Task instructions: Lines to restate from the data below: from the one containing "x=244, y=127" to the one containing "x=378, y=201", both included. Give them again exactly, and only them.

Records from a dataset
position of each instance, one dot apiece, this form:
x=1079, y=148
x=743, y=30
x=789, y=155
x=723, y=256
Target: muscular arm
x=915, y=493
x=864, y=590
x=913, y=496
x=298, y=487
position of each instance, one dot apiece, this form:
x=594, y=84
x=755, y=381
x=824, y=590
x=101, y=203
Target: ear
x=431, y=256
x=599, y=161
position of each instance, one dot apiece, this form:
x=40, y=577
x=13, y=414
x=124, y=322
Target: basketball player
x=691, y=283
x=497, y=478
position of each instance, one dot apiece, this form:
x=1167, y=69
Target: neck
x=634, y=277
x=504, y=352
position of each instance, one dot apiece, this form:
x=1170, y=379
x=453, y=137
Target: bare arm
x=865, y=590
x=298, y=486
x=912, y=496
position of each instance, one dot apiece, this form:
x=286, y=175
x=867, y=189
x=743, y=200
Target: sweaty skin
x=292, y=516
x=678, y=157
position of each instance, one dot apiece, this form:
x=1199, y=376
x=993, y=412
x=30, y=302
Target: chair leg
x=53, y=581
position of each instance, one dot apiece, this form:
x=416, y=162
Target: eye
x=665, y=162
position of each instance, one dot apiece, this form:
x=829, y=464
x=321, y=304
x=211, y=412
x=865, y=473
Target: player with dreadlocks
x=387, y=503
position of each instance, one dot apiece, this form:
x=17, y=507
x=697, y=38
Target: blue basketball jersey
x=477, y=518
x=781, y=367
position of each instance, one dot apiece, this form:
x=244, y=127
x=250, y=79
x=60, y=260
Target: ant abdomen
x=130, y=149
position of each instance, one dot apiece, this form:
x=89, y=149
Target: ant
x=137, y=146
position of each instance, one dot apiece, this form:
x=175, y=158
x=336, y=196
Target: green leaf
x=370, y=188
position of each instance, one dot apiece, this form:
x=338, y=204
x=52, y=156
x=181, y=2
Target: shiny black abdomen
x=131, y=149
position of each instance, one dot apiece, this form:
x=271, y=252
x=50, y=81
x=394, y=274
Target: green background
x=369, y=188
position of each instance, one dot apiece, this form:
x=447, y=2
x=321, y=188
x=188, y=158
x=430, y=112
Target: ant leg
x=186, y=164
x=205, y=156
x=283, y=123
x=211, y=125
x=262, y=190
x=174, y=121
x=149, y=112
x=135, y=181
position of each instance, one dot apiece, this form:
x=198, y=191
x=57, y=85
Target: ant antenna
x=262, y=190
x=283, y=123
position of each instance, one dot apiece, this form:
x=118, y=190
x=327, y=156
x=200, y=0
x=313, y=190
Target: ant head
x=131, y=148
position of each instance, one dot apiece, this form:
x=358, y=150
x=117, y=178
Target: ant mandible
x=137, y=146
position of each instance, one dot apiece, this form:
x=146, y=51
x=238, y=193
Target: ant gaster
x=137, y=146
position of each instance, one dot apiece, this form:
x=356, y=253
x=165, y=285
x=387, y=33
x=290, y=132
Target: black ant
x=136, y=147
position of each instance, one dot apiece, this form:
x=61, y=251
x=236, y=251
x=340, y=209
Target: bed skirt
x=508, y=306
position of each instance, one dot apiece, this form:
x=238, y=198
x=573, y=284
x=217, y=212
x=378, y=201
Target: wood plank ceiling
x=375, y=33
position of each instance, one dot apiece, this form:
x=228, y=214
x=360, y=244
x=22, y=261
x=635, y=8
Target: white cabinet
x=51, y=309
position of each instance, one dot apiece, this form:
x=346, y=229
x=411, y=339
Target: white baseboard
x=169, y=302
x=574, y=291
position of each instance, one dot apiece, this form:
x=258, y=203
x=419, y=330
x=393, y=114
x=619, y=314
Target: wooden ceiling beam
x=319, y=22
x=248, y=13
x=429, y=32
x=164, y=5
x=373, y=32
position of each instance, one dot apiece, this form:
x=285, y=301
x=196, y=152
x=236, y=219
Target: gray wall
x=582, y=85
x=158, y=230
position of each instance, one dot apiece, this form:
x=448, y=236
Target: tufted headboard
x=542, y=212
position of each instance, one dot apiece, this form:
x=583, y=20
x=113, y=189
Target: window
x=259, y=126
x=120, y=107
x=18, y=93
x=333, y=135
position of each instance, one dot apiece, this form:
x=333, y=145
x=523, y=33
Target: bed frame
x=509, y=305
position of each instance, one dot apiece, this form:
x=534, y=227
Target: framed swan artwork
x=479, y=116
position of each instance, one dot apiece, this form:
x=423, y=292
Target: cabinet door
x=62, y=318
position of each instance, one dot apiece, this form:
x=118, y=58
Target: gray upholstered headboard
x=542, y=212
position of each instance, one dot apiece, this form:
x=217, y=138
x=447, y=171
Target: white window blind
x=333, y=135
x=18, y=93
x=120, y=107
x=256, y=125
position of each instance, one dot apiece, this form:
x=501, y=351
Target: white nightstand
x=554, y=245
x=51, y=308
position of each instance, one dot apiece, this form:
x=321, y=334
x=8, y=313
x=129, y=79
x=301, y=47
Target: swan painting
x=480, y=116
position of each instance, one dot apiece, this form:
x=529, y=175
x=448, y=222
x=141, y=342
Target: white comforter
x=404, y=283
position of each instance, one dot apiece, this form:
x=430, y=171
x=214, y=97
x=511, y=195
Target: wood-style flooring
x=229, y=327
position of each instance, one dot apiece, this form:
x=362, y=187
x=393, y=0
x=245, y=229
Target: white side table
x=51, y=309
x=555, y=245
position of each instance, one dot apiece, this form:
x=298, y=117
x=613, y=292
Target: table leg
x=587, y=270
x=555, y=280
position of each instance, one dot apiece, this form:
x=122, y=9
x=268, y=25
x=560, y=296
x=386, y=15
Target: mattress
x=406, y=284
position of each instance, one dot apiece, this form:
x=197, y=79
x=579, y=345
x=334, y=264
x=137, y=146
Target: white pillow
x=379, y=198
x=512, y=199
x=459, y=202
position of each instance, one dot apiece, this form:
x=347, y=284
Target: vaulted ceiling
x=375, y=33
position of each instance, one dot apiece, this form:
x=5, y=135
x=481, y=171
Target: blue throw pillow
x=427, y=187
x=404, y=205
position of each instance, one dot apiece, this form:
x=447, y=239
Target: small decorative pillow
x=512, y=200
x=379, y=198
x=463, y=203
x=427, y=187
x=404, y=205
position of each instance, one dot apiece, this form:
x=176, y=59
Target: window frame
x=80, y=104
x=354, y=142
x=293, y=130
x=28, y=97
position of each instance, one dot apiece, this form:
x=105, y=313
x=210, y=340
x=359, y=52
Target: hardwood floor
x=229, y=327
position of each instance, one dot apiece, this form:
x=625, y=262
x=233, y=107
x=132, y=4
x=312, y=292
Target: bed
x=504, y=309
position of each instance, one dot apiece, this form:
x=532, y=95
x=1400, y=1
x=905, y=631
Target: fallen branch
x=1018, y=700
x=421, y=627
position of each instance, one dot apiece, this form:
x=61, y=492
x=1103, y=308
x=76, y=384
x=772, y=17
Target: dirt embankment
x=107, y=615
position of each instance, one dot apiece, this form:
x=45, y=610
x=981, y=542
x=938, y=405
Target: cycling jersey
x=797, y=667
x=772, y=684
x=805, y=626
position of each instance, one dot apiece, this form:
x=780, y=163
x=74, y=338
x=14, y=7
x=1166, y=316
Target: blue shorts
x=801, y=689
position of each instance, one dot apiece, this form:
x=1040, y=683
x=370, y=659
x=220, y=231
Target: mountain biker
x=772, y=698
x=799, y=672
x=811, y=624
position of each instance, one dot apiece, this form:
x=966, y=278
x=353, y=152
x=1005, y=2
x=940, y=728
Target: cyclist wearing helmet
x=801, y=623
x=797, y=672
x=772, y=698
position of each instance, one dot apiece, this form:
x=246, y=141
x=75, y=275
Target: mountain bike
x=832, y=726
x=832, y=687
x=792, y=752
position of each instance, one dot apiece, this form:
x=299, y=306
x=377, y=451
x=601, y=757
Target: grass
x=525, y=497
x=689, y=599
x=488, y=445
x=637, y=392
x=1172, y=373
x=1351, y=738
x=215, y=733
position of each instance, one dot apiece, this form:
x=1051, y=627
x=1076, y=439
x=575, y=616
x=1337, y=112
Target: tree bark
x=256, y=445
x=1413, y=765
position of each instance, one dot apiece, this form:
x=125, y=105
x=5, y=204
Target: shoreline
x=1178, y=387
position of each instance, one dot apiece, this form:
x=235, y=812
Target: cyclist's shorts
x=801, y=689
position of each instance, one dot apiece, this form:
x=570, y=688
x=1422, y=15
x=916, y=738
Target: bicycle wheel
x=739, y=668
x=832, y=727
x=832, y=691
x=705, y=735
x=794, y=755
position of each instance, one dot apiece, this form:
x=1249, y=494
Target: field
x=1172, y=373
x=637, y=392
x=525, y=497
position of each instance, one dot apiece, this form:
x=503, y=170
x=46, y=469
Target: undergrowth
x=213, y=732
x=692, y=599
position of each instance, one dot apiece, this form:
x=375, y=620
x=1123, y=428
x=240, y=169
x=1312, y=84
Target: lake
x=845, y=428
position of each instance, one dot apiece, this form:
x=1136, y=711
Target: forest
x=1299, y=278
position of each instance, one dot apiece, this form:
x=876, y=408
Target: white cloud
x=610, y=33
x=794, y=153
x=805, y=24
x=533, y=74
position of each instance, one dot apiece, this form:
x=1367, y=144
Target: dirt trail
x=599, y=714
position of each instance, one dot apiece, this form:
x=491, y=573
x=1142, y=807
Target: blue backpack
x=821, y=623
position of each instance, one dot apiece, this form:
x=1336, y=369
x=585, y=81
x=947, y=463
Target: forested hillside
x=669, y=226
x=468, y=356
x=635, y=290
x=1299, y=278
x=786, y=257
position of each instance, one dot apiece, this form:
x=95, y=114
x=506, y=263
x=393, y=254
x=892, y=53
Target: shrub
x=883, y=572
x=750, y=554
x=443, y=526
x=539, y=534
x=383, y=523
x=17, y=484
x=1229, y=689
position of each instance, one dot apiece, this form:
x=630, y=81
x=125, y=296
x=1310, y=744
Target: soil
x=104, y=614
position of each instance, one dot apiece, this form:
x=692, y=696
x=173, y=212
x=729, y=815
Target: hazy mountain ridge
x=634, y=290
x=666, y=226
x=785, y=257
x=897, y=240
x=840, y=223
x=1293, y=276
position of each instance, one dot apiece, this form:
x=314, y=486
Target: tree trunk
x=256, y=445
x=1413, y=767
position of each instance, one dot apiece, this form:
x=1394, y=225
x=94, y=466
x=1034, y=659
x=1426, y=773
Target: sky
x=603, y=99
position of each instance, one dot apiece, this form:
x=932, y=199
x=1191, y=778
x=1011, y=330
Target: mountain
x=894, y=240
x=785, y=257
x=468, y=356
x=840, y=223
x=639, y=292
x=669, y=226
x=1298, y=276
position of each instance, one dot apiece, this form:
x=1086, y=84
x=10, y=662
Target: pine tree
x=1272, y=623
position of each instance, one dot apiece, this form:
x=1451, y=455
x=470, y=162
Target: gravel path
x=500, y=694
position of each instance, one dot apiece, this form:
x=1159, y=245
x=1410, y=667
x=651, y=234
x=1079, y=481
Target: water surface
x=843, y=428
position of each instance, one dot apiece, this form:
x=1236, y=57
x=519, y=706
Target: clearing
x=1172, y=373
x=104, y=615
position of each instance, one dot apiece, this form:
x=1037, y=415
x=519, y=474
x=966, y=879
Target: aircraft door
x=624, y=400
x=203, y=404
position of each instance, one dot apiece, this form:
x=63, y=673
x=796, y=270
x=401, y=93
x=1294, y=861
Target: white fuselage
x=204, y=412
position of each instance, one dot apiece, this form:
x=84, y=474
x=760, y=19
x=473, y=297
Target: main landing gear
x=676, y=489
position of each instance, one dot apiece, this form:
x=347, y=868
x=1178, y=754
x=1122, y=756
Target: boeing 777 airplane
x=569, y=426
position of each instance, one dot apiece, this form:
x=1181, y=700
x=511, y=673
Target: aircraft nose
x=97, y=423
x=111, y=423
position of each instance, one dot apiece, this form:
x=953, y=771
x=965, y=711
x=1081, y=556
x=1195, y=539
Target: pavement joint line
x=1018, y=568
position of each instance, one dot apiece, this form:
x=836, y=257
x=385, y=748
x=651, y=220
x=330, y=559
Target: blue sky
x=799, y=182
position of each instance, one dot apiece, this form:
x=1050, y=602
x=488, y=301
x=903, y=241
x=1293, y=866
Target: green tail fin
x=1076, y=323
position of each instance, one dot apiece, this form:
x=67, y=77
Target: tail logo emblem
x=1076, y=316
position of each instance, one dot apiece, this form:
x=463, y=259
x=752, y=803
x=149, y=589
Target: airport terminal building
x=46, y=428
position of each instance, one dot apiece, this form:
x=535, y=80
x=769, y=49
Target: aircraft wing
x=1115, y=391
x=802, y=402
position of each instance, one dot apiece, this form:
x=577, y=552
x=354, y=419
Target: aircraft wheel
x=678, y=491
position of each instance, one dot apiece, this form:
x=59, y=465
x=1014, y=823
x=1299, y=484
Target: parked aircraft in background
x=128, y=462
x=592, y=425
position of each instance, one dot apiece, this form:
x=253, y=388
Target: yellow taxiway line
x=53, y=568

Exercise answer:
x=244, y=127
x=250, y=79
x=60, y=260
Target: ant abdomen
x=130, y=149
position of each instance, one dot apiece, this form:
x=89, y=149
Target: ant
x=137, y=146
position of each instance, one dot apiece, this form:
x=175, y=158
x=336, y=196
Target: green leaf
x=370, y=188
position of each instance, one dot apiece, this form:
x=338, y=204
x=52, y=156
x=181, y=2
Target: shiny black abdomen
x=131, y=149
position of each instance, one dot apiece, this form:
x=271, y=252
x=50, y=81
x=394, y=274
Target: green background
x=369, y=188
position of each instance, one dot apiece, this form:
x=447, y=2
x=321, y=188
x=188, y=158
x=430, y=112
Target: ant leg
x=186, y=164
x=205, y=156
x=283, y=123
x=211, y=125
x=262, y=190
x=174, y=121
x=149, y=112
x=135, y=181
position of each instance, one dot apiece, this form:
x=198, y=191
x=57, y=85
Target: ant antenna
x=262, y=190
x=283, y=123
position of each instance, one dot apiece, this form:
x=118, y=190
x=327, y=156
x=200, y=0
x=313, y=190
Target: ant head
x=131, y=148
position of each instance, one dot apiece, this form:
x=358, y=150
x=117, y=178
Target: ant mandible
x=137, y=146
position of each instance, one dot apiece, this form:
x=146, y=51
x=238, y=193
Target: ant gaster
x=137, y=146
position of each instance, one dot apiece, this form:
x=356, y=253
x=165, y=285
x=387, y=33
x=290, y=132
Target: black ant
x=136, y=147
position of each instance, one dot apiece, this form:
x=61, y=251
x=236, y=251
x=340, y=209
Target: bed skirt
x=508, y=306
position of each instance, one dot apiece, this form:
x=238, y=198
x=573, y=284
x=217, y=212
x=378, y=201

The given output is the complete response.